Copy the passage from the essay on Keynes and Marx below word for word, starting with "Today’s economic and" and going on through "a word: renewal.".

* **Article**
☆ ☆ ☆ ☆ ☆

The key to resolving the thought and work of Keynes is his concept of euthanizing the rentier. Like Marx himself, Keynes and his statist Fabians possessed unrivaled satanic hatred for England’s social hierarchy of privileged estates; a world of fixed exchange rates tied to specie had demonstrative impact evidenced in the monetarist critique of the Great Depression and the consequent Austrian insight of baseline money as a reversal of the real bills doctrine, a social panacea of significant theological import regarding topics of election, grace and work; Christian concepts alloyed from a suffocating social reserve of WASP chivalrous propriety; they found their reversal in Keynes, but the Marxist canard of inequality still resonates today. It must be confronted if the American Union is to recover its moorings as a regime of liberty in equality, a nation state compact based on the realism of natural right. Only by examining the moral foundations of liberty can we address the faltering moral foundations of our civilization.

For Keynes, a rentier was a person who lived off the interest of capital investments not labor, and was consequently thought of as a parasite; for Marx, the protagonists were the Church and its social legions in privileged estates throughout the ancient regime of continental Europe. Both men raged against the preeminence of a dominant political order without successfully addressing requisite policy proposals to address an egalitarian premise of society and productivity, instead both men sought to fortify arcane obscurantist ideals masking collectivist thought. Consequently, both men failed.

Marx never dealt with the impact of his own ideals, like a true idealist, he continually remained cut off from any feedback loop regarding how best to measure how efficacious his ideas were. Keynes suffered an identical fate, but there were others more mature in prudence and execution to steer the west through the tumultuous years of Arthur Berns; the breakdown of Bretton Wood would begin with Nixon, masked by the impact of Yom Kippur War whose offset still resides today in exchange rate regimes and fracking. The Marxist, Keynesian edifice was permanent, until Reagan and the committed discovery of new capital!

When Karl Marx abandoned his contorted hatred for capital after reviewing the work of William Stanley Jevons, a disciple of British Utilitarianism Jeremy Bentham and Carl Menger, the father of the Austrian school of economics, he need a replacement. He found the romanticization of labor more fitting to his mien than ideas pertaining to marginal utility theory, a theory which stresses an intrinsic inverse relation between fixed cost structures (production, inputs) and value (price).

How is this significant today?

The American progressive movements mantra of income inequality is hued from identical ideological sources. The eclipse of reason that characterizes the tyrannical turn to tribalism has patrimony. It fell to Keynes’ nemesis Fredrick Hayek to layout a framework from the left’s incessant call for distributive justice, a new normal of deficit financing, misplaced macro-prudential hubris and transfer programs. Throughout his oeuvre, Hayek threads the synoptic relation linking prosperity to property rights and its social, material consequent, growth!

Today’s economic and fiscal challenges are hued from Marxist Keynesian collectivist thought that government conjures growth through confiscation. Our discrete fiscal, monetary problems are resolved politically. If anything, we’ve returned back to 1973, this time without a Reagan. With consumption costs outpacing productive output, our trade, manufacturing sectors require new sources of capital. In a word: renewal.

Instead of discovering new sources of capital, the American regimes dominant political class plies propaganda in the alleviation or moral duty. But then again, what choice does an ameliorated, dependent citizenry have in its exercise of moral agency.

What statist sought was a conflagration upon the altar that has destroyed every Republic, namely the criminalization of political differences. Marx and his revolutionary cohorts were denied that opportunity; will we deny them again?

☆ ☆ ☆ ☆ ☆

* **Extracted data**

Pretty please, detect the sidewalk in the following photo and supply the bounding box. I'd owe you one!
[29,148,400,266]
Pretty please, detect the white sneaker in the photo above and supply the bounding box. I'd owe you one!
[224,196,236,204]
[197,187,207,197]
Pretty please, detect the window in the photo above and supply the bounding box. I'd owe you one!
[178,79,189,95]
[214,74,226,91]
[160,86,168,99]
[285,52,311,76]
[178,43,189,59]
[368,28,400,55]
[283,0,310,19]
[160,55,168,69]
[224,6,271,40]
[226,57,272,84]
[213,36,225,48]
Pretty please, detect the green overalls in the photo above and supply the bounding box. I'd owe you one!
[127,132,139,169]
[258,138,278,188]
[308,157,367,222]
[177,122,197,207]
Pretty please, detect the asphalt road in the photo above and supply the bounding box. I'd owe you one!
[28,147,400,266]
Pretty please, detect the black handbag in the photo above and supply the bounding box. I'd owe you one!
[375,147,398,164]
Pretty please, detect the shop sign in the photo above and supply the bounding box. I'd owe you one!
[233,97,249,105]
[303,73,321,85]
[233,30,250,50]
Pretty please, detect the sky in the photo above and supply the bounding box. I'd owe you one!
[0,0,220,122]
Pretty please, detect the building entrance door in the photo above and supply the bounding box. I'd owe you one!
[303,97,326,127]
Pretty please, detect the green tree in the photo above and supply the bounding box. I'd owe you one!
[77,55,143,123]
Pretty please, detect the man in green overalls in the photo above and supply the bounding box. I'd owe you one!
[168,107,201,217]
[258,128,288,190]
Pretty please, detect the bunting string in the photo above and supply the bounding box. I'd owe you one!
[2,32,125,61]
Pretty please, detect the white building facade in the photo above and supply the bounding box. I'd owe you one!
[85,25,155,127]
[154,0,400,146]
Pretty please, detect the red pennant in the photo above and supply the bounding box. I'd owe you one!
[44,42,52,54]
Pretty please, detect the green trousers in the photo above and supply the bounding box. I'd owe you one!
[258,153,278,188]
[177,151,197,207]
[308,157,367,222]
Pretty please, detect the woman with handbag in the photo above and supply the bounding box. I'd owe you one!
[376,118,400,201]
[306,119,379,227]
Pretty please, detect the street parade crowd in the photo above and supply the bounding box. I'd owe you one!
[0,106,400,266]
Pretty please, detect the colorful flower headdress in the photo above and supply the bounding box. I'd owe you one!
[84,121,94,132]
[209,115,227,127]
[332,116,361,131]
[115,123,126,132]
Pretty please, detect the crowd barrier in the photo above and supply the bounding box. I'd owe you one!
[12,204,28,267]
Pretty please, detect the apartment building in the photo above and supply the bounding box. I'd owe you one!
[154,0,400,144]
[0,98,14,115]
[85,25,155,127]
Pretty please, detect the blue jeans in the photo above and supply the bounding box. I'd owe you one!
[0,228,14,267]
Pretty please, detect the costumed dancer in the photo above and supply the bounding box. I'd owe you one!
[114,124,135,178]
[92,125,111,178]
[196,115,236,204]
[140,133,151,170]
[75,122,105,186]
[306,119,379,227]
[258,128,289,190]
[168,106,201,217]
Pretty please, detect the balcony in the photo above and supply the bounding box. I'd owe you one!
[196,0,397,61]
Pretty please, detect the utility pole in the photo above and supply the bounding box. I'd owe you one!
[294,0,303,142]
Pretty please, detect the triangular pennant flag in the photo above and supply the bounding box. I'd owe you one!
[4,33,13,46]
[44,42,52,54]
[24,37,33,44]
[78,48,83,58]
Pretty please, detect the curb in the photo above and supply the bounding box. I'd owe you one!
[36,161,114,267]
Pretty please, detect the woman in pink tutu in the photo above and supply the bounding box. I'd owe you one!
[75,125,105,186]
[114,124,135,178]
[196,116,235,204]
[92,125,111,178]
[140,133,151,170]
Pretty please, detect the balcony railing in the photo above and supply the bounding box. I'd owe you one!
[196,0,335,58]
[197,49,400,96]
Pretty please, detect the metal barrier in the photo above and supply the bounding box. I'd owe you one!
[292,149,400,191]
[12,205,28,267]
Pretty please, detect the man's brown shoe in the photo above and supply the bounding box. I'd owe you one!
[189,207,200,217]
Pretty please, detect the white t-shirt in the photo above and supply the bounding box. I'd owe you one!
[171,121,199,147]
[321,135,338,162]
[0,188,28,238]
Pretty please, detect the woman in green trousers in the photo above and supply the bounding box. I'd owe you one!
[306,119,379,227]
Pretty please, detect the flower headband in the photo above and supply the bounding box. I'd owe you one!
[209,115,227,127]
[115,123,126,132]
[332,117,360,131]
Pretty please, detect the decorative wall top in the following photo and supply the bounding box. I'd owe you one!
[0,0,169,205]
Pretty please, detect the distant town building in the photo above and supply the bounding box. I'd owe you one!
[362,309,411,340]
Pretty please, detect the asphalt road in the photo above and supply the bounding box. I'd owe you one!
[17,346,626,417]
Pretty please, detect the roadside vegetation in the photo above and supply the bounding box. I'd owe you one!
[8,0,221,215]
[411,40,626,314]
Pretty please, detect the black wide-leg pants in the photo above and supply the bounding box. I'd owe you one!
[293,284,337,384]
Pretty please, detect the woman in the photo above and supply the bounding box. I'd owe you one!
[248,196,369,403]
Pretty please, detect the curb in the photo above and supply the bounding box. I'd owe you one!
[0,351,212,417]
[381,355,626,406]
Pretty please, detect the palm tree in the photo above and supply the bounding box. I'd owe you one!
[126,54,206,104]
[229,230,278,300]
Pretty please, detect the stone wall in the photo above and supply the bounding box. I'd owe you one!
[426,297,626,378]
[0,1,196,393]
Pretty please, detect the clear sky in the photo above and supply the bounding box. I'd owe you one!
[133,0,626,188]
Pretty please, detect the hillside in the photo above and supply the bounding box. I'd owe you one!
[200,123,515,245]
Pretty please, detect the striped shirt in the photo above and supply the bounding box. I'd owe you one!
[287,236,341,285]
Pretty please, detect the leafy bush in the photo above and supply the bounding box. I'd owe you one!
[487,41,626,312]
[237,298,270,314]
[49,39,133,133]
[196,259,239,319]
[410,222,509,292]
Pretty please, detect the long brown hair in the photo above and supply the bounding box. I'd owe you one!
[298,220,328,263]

☆ ☆ ☆ ☆ ☆

* **The answer**
Today’s economic and fiscal challenges are hued from Marxist Keynesian collectivist thought that government conjures growth through confiscation. Our discrete fiscal, monetary problems are resolved politically. If anything, we’ve returned back to 1973, this time without a Reagan. With consumption costs outpacing productive output, our trade, manufacturing sectors require new sources of capital. In a word: renewal.